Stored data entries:
···

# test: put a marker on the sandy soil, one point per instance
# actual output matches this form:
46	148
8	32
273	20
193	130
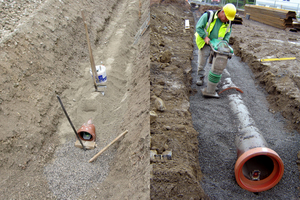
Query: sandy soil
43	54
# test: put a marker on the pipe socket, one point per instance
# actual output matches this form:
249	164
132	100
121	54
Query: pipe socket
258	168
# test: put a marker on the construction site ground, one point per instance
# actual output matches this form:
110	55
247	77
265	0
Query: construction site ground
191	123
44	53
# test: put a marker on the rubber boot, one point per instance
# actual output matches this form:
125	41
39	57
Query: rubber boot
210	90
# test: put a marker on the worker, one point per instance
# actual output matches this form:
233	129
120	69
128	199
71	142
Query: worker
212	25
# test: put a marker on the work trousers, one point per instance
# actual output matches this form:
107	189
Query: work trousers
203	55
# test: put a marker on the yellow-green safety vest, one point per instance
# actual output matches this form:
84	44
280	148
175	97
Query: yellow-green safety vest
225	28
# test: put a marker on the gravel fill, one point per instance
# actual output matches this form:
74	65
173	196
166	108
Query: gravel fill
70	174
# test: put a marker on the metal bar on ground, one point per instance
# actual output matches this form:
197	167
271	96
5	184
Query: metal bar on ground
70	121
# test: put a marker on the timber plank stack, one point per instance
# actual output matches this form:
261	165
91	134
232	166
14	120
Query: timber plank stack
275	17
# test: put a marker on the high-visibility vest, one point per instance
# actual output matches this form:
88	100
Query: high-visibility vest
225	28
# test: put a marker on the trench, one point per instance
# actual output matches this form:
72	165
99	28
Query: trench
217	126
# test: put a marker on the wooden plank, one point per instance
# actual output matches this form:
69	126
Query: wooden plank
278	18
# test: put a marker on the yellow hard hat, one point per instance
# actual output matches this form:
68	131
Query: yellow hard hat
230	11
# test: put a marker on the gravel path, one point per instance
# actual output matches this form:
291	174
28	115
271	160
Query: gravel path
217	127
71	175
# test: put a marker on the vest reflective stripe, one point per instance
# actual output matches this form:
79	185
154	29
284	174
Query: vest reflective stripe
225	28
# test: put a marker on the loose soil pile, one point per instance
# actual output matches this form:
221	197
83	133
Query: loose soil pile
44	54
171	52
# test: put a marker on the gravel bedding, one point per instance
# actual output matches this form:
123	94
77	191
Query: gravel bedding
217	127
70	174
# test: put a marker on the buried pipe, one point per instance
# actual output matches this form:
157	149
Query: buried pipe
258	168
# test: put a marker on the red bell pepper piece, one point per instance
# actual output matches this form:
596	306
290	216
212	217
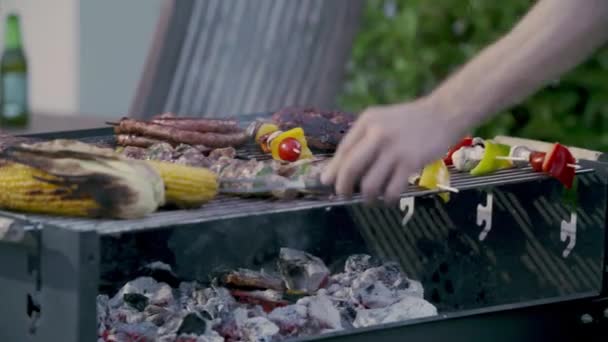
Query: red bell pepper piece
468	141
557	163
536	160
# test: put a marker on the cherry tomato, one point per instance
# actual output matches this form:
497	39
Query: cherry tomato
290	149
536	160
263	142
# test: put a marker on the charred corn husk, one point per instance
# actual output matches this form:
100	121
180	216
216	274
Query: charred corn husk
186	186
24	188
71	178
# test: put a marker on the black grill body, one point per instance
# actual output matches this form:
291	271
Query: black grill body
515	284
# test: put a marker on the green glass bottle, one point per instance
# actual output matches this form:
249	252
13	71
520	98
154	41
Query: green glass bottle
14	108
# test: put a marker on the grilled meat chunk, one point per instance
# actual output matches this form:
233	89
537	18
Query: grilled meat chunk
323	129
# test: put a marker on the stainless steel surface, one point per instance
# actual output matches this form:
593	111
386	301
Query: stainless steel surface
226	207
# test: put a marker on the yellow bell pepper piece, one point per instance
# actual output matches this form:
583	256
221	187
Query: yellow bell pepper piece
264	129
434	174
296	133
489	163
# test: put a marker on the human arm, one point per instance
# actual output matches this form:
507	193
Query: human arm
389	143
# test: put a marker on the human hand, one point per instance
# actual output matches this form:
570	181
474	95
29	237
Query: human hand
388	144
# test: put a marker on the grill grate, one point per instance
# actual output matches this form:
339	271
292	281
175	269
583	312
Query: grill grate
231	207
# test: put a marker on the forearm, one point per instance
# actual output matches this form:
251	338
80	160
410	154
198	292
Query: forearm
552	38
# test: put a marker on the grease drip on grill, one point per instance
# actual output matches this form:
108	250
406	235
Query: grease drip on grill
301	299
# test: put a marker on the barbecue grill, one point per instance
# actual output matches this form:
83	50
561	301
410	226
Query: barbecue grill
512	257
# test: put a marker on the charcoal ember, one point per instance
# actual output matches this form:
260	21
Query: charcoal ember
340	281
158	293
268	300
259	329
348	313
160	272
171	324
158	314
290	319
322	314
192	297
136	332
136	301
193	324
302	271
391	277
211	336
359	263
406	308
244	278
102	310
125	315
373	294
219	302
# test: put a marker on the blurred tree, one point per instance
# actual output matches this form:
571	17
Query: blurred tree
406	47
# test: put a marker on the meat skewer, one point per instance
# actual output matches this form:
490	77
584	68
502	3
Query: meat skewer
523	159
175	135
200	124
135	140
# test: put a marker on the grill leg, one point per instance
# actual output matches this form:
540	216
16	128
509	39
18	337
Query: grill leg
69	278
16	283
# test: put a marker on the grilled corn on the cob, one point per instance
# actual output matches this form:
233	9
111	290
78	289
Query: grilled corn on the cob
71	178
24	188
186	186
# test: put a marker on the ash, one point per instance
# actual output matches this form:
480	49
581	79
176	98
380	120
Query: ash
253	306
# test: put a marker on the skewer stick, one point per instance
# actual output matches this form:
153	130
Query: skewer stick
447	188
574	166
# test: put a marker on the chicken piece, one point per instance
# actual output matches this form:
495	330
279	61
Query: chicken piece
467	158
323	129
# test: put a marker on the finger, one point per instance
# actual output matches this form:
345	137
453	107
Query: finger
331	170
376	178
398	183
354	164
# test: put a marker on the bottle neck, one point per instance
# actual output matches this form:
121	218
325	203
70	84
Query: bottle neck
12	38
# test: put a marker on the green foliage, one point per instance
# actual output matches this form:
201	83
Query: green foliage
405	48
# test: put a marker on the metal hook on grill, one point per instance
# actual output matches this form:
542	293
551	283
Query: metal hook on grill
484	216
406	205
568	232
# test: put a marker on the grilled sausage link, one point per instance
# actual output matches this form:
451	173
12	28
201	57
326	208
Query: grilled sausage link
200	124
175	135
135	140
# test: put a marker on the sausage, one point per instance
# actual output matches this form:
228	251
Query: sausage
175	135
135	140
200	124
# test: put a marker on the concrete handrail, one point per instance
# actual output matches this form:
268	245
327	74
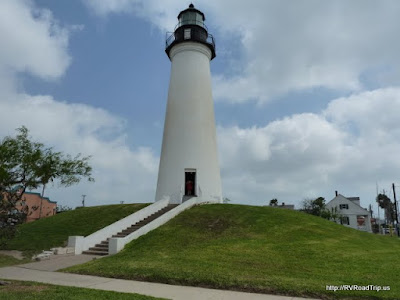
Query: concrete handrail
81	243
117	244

···

## PROMPT
Without the pictures, return the records above exactly as given.

## WRITTEN REPLY
# test: put a marker on the sandy soil, one point per instance
# actual output matches this form:
46	148
8	32
273	20
193	130
Query: sandy soil
43	54
# test: put a marker on the pipe socket, one point per instance
# actual output matches this form:
249	164
132	100
121	54
Query: pipe socket
258	168
# test: put a marker on the construction site ground, one point per instance
# actual output matches this form:
110	55
247	77
265	0
Query: construction site ground
191	123
44	53
# test: put a marker on the rubber boot, one point per instance
# actual output matches this form:
125	41
39	57
Query: rubber boot
210	90
# test: put a marker on the worker, one point per instance
# actual output matches this form:
233	129
120	69
128	199
71	142
Query: worker
212	25
# test: put a marker on the work trousers, one point per instance
# actual output matches this form:
107	189
Query: work trousers
203	55
# test: put a marker on the yellow-green safety vest, one point per instance
# actual output matches this form:
84	44
280	148
175	97
Query: yellow-green safety vest
225	28
# test: put a marker on the gravel fill, one point per instance
# actual output matches this form:
74	65
173	196
166	108
Query: gravel fill
70	174
# test: put a marker on the metal bar on ground, one point per instance
# actual output matches this form:
197	167
271	96
5	184
Query: metal bar on ground
70	121
# test: put a marker on the timber plank stack, one point per instance
# actual output matches this form:
261	165
91	134
232	166
14	120
Query: timber plank stack
275	17
# test: put a marker on the high-visibility vest, one point per instance
# actual output matches this form:
88	100
Query: high-visibility vest
225	28
# test: put a marker on the trench, one point per instance
# actual output matches this form:
72	165
99	28
Query: trench
217	126
# test: put a marker on the wooden plank, one point per instance
# actual output matches this form:
69	126
Query: wooden plank
278	18
# test: put a marker on the yellow hard hat, one point per instance
# actual output matches this form:
68	131
Query: yellow hard hat
230	11
# test: put a marker on the gravel path, one point per instance
# actual output matches this form:
291	174
28	115
271	160
Query: gravel path
217	127
71	175
# test: put a marker on the vest reflective stripe, one point per instance
# actual output matches this form:
79	185
154	29
284	174
Query: vest reflective stripe
225	28
# test: put a marker on the loose soil pile, one point per instance
# actual output matches this form:
221	197
83	133
Query: loose soil pile
44	54
171	52
# test: put a marker on the gravel bedding, one point per instance
# actual output matches this form:
123	94
77	191
Query: gravel bedding
217	127
70	174
# test: put a marker on the buried pipe, one point per instance
# actual output matches this form:
157	149
Query: buried pipe
258	168
# test: put a marker on the red bell pepper piece, one point per instance
# actual output matches this form:
596	306
290	216
212	217
Query: red bell pepper piece
468	141
557	163
536	160
# test: put a marker on the cherry tomato, one point per instance
# actual output matches this form:
497	39
Query: cherry tomato
290	149
536	160
263	142
# test: put a marker on the charred corn husk, one point per instance
# actual output matches this form:
100	121
180	216
216	274
Query: charred corn husk
186	186
24	188
71	178
# test: put a marker on the black grill body, one point per instance
# actual output matches this form:
291	271
Query: black grill body
515	284
# test: put a marker on the green glass bottle, one point per instance
# actual output matches this form:
249	252
13	71
520	98
154	41
Query: green glass bottle
14	108
# test: put a marker on the grilled meat chunk, one point per instance
# actual output matches this form:
233	89
537	18
Query: grilled meat chunk
323	129
# test: put a marker on the stainless steel surface, one point per instance
# actual output matches this form:
593	111
386	301
Query: stainless steel surface
226	207
# test: put a marker on the yellow bell pepper piece, one point per instance
# actual output matches this form:
583	256
221	187
Query: yellow bell pepper piece
264	129
434	174
296	133
489	163
# test: put a marker on the human arm, one point per instance
# actual output matches this form:
507	193
Query: human arm
389	143
# test: put a marker on the human hand, one point per instance
# actual output matches this form:
570	181
474	95
29	237
Query: human hand
388	144
# test: put a marker on the grill grate, one point per instance
# actual output matches this form:
339	271
292	281
175	269
583	312
Query: grill grate
231	207
# test: put a marker on the forearm, one point per instance
# actual output matches this form:
251	338
80	160
410	154
198	292
Query: forearm
552	38
# test: put a marker on the grease drip on grill, one point per instance
# actual output matches this form:
108	250
406	235
Query: grease drip on grill
301	299
# test: put a marker on the barbecue grill, one point per instance
# actual output matches this form:
83	50
561	301
410	226
Query: barbecue grill
512	257
# test: put a marker on the charcoal ember, one point per instance
# actual output matches this form:
260	21
Query: charcoal ember
340	281
158	293
268	300
259	329
348	313
160	272
171	324
158	314
290	319
322	314
192	297
136	332
136	301
193	324
302	271
391	277
211	336
359	263
406	308
244	278
102	310
125	315
373	294
219	302
# test: put a marker on the blurred tree, one point per instance
# actual output matches this form:
571	17
Query: blurred tree
406	47
# test: put a marker on the meat skewer, one point per instance
# actual output matches this form:
490	77
584	68
502	3
Query: meat skewer
523	159
175	135
200	124
135	140
# test: put a marker on the grill leg, one point per instance
# actual output matches this form:
540	216
16	128
509	39
18	337
Query: grill leg
69	278
16	283
# test: put a marker on the grilled corn on the cob, one point per instance
# actual output matches this form:
233	9
111	290
78	289
Query: grilled corn on the cob
71	178
24	188
186	186
# test: put a marker on the ash, one point per instance
# actual output matches this form:
480	49
581	79
176	98
380	120
Query: ash
253	306
# test: put a marker on the skewer stick, one point per instance
# actual output matches this form:
153	130
Query: skewer stick
447	188
574	166
# test: put a marker on the chicken piece, one point per instance
# actual output matches this form:
495	330
279	61
Query: chicken piece
467	158
323	129
# test: put a marker on the finger, one point per instance
# actual output matches this form:
345	137
453	107
Query: finger
331	170
376	178
398	183
354	164
# test: put a marker on the bottle neck, one point per instance
# actual output matches this form:
121	218
325	203
70	84
Query: bottle neck
12	38
# test: put a marker on the green foliage, one point per instance
# actual output matches this form:
201	83
Query: green foliage
405	48
# test: put a marker on the metal hook on grill, one point per instance
# actual output matches this form:
542	293
551	283
Query: metal hook on grill
484	216
406	205
568	232
# test: put a marker on the grilled sausage link, one point per instance
# actual output matches this form:
451	173
12	28
201	57
326	208
Query: grilled sausage link
200	124
175	135
135	140
# test: put a marker on the sausage, one point per instance
# actual output matches this form:
228	251
Query: sausage
175	135
135	140
200	124
# test: put a marker on the concrete handrail, one point per instance
# actual output matches this form:
268	245
327	74
Query: concrete handrail
81	243
117	244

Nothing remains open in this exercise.